Write out the records below once more, exactly as they stand.
start Data entries
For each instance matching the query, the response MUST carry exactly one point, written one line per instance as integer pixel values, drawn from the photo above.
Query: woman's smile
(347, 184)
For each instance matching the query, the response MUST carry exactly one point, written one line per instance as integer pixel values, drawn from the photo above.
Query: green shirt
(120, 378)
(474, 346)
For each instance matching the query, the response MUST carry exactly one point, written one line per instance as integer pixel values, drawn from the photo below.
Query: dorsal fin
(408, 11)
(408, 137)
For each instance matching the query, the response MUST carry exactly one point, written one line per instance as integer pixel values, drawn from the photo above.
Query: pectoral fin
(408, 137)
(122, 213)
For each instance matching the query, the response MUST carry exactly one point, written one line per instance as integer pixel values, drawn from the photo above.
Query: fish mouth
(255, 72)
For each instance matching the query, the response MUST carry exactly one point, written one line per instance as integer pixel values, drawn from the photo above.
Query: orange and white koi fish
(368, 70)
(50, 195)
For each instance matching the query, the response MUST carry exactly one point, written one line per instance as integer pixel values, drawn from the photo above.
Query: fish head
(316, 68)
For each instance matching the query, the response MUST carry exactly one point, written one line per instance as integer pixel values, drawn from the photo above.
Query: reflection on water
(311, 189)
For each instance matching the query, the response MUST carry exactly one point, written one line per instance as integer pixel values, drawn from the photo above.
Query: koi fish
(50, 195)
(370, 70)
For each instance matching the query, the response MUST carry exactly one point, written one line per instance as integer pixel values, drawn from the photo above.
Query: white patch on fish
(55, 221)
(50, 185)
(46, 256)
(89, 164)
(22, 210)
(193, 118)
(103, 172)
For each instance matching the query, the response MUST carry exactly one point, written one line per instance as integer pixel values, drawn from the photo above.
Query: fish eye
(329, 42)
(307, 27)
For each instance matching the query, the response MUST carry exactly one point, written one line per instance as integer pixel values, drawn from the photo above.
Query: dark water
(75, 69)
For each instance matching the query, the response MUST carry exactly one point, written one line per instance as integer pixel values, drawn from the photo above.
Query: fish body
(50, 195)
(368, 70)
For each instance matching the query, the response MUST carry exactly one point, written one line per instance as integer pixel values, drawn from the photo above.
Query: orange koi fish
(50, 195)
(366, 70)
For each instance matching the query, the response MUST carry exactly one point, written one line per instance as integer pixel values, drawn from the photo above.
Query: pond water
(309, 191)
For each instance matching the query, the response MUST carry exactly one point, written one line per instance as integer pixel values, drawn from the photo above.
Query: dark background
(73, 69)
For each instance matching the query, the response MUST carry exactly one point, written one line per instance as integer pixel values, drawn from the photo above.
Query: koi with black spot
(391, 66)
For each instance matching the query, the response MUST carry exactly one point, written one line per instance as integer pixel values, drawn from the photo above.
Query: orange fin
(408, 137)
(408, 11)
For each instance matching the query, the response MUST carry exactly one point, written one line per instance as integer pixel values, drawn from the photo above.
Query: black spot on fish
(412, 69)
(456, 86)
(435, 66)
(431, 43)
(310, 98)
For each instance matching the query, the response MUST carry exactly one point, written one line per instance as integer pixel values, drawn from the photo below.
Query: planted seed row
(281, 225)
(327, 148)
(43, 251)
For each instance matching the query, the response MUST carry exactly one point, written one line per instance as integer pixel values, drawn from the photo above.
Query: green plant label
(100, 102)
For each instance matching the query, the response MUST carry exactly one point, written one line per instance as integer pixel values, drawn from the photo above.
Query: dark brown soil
end Data entries
> Written reply
For each instance matching the query, the response MUST carry exactly one point, written one line per instance as integer pixel values, drawn from the photo above.
Query: woman's smile
(347, 184)
For each instance matching the query, the response MUST carry exactly one point, written one line per instance as integer pixel values, drawn from the photo above.
Query: green shirt
(120, 378)
(474, 346)
For each instance matching the query, the response MUST carry exactly one point, written one line per instance as integer pixel values, drawn from the photo below.
Query: dorsal fin
(408, 11)
(408, 137)
For each instance matching the query, the response MUST carry exactly one point, written one line per instance as integer pixel values, drawn from the photo above.
Query: pectoral fin
(408, 137)
(122, 213)
For each instance matching the query, the response MUST carry exactly one point, written one line per instance as integer pixel values, drawn from the photo above.
Query: fish mouth
(255, 72)
For each instance matching the query, the response MUST carry exactly one point, written one line per instance as integer pixel values, drawn from the photo above.
Query: orange and white koi fish
(368, 70)
(50, 195)
For each instance matching the query, the response MUST carry exactly one point, written one line per instance as integer pixel values, drawn from the photo above.
Query: fish head
(316, 68)
For each instance matching the query, the response MUST carry exactly one point, written one line per instance as integer pixel values, drawn from the photo above.
Query: reflection on water
(311, 189)
For each instance matching the query, the response MUST carry exactly one point, written one line per instance as integer pixel values, drawn from the photo above.
Query: koi fish
(50, 195)
(370, 70)
For each instance matching the query, the response MUST carry exactly one point, written one line per instance as integer pixel values, drawn from the photo above.
Query: white patch on fish
(55, 221)
(50, 185)
(46, 256)
(89, 164)
(22, 210)
(193, 118)
(103, 172)
For each instance matching the query, the response MUST carry exactly one point, written one line per instance as integer pixel values, drawn from the photo above.
Query: fish eye
(329, 42)
(307, 27)
For each instance matching the query, the response MUST carry exactly one point, written one line per instance as integer pixel values, drawn from the photo above.
Query: dark water
(75, 69)
For each instance matching the query, the response MUST carry exactly one point, written one line per instance as integer pixel values, drawn from the photo above.
Query: fish body
(50, 195)
(368, 70)
For each instance matching the query, the response MUST carry exactly one point, written one line per instance as integer pixel values, drawn from the photo above.
Query: orange koi fish
(50, 195)
(366, 70)
For each instance matching the query, the response MUST carry exactly one point, written one line per instance as integer pixel values, drawn from the photo above.
Query: pond water
(309, 191)
For each instance matching the query, the response MUST carry exactly one point, written one line per instance as integer pixel values, drawn from the photo above.
Query: dark background
(73, 69)
For each instance matching the query, the response MUST carry exactly one point, written one line per instance as integer pixel values, drawn from the photo above.
Query: koi with black spot
(391, 66)
For each instance matching the query, the response MUST carry exactly one point, written one line per instance as integer pixel values, drawn from the photo above.
Query: orange fin
(408, 137)
(408, 11)
For each instance matching the query, the response MUST carry exactly one point, written one line per instance as integer pixel values, drawn from the photo above.
Query: black spot on fish
(412, 69)
(456, 86)
(435, 66)
(431, 43)
(310, 98)
For each instance matching the query, the response MUST carry exactly one point, written one line per instance as integer pixel values, drawn from the photo below.
Query: planted seed row
(281, 225)
(327, 148)
(43, 251)
For each instance matching the query, the response MUST carry exactly one point, written one line per instance as integer pixel values, drawn from the photo above.
Query: green plant label
(100, 102)
For each instance matching the query, the response MUST carry exactly one point, written one line per instance as integer pixel values, drawn from the photo above.
Query: dark brown soil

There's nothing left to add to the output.